> **Directions**
Reproduce the entire listing below verbatim, line for line.

> **Excerpts of labeled region data**
========================================================================
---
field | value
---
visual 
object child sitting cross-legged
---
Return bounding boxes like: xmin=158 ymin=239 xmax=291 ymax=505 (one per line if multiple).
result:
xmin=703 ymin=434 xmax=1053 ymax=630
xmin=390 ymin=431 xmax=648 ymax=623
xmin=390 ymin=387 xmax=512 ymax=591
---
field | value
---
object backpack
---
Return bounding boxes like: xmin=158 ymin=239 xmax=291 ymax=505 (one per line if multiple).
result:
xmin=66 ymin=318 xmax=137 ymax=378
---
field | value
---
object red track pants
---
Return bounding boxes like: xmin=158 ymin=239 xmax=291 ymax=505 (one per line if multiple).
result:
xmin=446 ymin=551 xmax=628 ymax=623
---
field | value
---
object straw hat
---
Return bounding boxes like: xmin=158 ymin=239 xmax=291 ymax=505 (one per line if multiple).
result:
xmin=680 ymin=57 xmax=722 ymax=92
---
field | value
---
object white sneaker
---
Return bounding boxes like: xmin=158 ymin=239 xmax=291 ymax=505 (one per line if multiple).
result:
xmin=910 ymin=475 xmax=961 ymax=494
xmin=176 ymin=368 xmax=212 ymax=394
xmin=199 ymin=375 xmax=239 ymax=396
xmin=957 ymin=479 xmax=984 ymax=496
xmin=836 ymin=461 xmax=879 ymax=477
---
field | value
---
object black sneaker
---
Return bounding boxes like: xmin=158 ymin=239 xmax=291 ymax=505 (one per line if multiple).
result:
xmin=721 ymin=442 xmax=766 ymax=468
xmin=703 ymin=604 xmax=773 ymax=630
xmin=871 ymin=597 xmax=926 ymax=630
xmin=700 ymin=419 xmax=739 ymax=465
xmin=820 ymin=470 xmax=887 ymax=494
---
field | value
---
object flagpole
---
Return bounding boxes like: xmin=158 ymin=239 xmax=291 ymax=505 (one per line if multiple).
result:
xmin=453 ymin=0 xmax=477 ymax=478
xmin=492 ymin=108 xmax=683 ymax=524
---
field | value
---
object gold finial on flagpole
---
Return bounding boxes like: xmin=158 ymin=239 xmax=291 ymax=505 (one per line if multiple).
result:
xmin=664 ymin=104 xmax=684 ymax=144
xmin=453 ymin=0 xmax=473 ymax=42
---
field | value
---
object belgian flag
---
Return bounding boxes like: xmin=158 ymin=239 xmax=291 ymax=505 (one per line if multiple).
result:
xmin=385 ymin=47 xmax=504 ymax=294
========================================================================
> **Exercise output**
---
field | value
---
visual 
object child sitting cross-legged
---
Return bounding boxes like: xmin=158 ymin=239 xmax=291 ymax=505 (one per line if multiple).
result:
xmin=703 ymin=434 xmax=1053 ymax=630
xmin=390 ymin=431 xmax=648 ymax=623
xmin=390 ymin=387 xmax=512 ymax=591
---
field | value
---
object backpack
---
Return bounding boxes like: xmin=158 ymin=239 xmax=291 ymax=505 (one per line if multiple).
result:
xmin=66 ymin=318 xmax=137 ymax=378
---
field | value
---
object red track pants
---
Return bounding boxes like: xmin=158 ymin=239 xmax=291 ymax=505 (one per line if multiple).
result:
xmin=446 ymin=551 xmax=628 ymax=623
---
field | value
---
object straw hat
---
Return bounding boxes like: xmin=158 ymin=239 xmax=291 ymax=505 (one per line if multiple).
result:
xmin=680 ymin=57 xmax=722 ymax=92
---
field | value
---
object white sneaker
---
Return bounding boxes like: xmin=158 ymin=239 xmax=291 ymax=505 (one per line if multiple).
result:
xmin=910 ymin=475 xmax=961 ymax=494
xmin=176 ymin=368 xmax=212 ymax=394
xmin=199 ymin=375 xmax=239 ymax=396
xmin=957 ymin=479 xmax=984 ymax=496
xmin=836 ymin=461 xmax=879 ymax=477
---
field | value
---
object black sneaker
---
Return bounding boxes like: xmin=158 ymin=239 xmax=291 ymax=505 (one per line if multiple).
result:
xmin=721 ymin=442 xmax=766 ymax=468
xmin=703 ymin=604 xmax=773 ymax=630
xmin=871 ymin=597 xmax=926 ymax=630
xmin=700 ymin=419 xmax=739 ymax=465
xmin=820 ymin=470 xmax=887 ymax=494
---
field | value
---
object flagpole
---
Return bounding boxes like: xmin=158 ymin=239 xmax=291 ymax=505 (one per line if multiple).
result:
xmin=453 ymin=0 xmax=477 ymax=478
xmin=492 ymin=108 xmax=683 ymax=524
---
field | value
---
object gold finial on flagpole
---
Return bounding boxes like: xmin=158 ymin=239 xmax=291 ymax=505 (one per line if multiple).
result:
xmin=664 ymin=104 xmax=684 ymax=144
xmin=453 ymin=0 xmax=473 ymax=42
---
field | value
---
object belgian flag
---
Return bounding boxes like: xmin=158 ymin=239 xmax=291 ymax=505 (one per line if multiple).
result:
xmin=385 ymin=47 xmax=504 ymax=294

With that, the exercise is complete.